• _Instructions for the task_
Rewrite the material below, changing each "one per instance" to "one point per instance" and keeping every other word and number the same.

• _The data_

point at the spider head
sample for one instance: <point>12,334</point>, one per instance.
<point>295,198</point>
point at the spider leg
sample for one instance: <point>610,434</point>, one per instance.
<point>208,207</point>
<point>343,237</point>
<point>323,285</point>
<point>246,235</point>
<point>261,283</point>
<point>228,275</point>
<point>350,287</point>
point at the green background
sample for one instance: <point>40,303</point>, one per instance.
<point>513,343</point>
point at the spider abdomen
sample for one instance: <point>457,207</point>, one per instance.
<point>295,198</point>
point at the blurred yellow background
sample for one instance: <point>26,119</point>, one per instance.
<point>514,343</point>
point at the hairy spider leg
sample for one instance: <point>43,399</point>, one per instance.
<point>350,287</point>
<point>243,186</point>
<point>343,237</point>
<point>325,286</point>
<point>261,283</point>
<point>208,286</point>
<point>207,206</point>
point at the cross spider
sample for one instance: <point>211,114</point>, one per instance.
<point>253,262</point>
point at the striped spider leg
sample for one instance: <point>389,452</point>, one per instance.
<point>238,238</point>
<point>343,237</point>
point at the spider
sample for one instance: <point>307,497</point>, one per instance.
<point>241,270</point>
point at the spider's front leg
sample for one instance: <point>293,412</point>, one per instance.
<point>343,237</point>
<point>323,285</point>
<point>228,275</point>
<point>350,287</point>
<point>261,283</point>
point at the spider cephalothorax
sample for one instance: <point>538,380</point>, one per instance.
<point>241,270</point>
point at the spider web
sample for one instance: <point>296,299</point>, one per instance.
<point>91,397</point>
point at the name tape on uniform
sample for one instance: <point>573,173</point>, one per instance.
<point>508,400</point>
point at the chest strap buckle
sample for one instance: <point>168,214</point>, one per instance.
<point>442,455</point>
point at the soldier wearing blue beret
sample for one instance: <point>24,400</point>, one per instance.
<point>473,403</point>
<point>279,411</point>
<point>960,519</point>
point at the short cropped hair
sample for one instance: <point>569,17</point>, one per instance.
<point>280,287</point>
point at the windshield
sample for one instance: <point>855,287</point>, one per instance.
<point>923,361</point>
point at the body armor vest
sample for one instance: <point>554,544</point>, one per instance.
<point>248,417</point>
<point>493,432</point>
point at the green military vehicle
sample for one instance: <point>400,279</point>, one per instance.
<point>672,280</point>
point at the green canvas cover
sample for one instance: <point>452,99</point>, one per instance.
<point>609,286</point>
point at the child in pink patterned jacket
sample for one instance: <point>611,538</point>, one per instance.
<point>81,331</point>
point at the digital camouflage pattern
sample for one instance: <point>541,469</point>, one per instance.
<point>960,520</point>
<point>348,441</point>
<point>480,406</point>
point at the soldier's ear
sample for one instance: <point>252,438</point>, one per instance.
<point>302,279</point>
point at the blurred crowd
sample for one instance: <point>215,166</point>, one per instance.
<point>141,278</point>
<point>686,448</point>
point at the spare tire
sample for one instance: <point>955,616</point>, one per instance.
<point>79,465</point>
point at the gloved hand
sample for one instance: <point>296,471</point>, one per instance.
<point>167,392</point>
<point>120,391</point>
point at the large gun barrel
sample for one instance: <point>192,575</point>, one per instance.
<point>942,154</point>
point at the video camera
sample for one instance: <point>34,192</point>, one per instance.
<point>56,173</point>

• _Task output_
point at the spider head
sample for one instance: <point>12,334</point>, one point per instance.
<point>295,198</point>
point at the spider leg
sample for one instance: <point>610,434</point>, one point per instance.
<point>208,207</point>
<point>343,237</point>
<point>323,285</point>
<point>246,235</point>
<point>261,283</point>
<point>228,275</point>
<point>350,287</point>
point at the green background
sample for one instance: <point>40,303</point>, one point per instance.
<point>513,343</point>
point at the spider abdomen
sample for one instance: <point>457,207</point>, one point per instance.
<point>295,198</point>
point at the blurred yellow background
sample for one instance: <point>26,119</point>, one point per instance.
<point>514,343</point>
point at the hairy spider leg
sample for one instance: <point>43,399</point>, one point per instance.
<point>350,287</point>
<point>243,186</point>
<point>343,237</point>
<point>325,286</point>
<point>261,283</point>
<point>208,286</point>
<point>207,206</point>
point at the cross spider
sample for one instance: <point>211,114</point>, one point per instance.
<point>253,262</point>
point at the striped spider leg
sample for one instance: <point>389,452</point>, one point per instance.
<point>238,238</point>
<point>343,237</point>
point at the spider
sample for one instance: <point>307,497</point>, one point per instance.
<point>241,270</point>
point at the spider's front leg
sample for one instance: <point>293,412</point>, one point per instance.
<point>343,237</point>
<point>323,285</point>
<point>228,275</point>
<point>350,287</point>
<point>261,283</point>
point at the spider cephalothorax
sample for one instance: <point>538,380</point>, one point per instance.
<point>241,270</point>
point at the spider web
sample for one instance: <point>296,299</point>, one point per instance.
<point>91,397</point>
point at the name tape on uniform
sample for one instance: <point>573,173</point>, one point per instance.
<point>508,400</point>
point at the chest strap buckle
sample for one instance: <point>168,214</point>, one point per instance.
<point>442,455</point>
point at the soldier wearing blue beret
sample for one instance: <point>24,400</point>, one point per instance.
<point>473,403</point>
<point>279,411</point>
<point>960,519</point>
point at the short cropped hair
sample for one instance: <point>569,17</point>, one point per instance.
<point>280,287</point>
point at the windshield
sample for one instance: <point>855,287</point>, one point per instance.
<point>923,361</point>
point at the body armor vest
sample for one instance: <point>554,544</point>, one point per instance.
<point>248,417</point>
<point>493,432</point>
point at the green military vehicle
sample for one instance: <point>400,279</point>, one point per instance.
<point>672,280</point>
point at the green canvas cover
sample for one instance: <point>452,99</point>, one point per instance.
<point>609,286</point>
point at the child in pink patterned jacket
sample for one instance: <point>611,538</point>, one point per instance.
<point>81,331</point>
point at the digital camouflage pattern
sample for one instance: <point>541,469</point>, one point per instance.
<point>960,520</point>
<point>348,441</point>
<point>480,406</point>
point at the soldier's ear
sample for one instance: <point>252,438</point>, one point per instance.
<point>302,279</point>
point at the blurred crowd
sample for one instance: <point>215,166</point>, one point per instance.
<point>141,278</point>
<point>686,448</point>
point at the spare tire
sample for one instance: <point>955,616</point>, one point per instance.
<point>79,465</point>
point at the gloved hand
sample for one instance: <point>296,471</point>, one point per instance.
<point>167,392</point>
<point>120,391</point>
point at the large gun barrel
sample for one instance: <point>192,575</point>, one point per instance.
<point>942,154</point>
point at the video camera
sample for one instance: <point>34,192</point>, one point per instance.
<point>56,173</point>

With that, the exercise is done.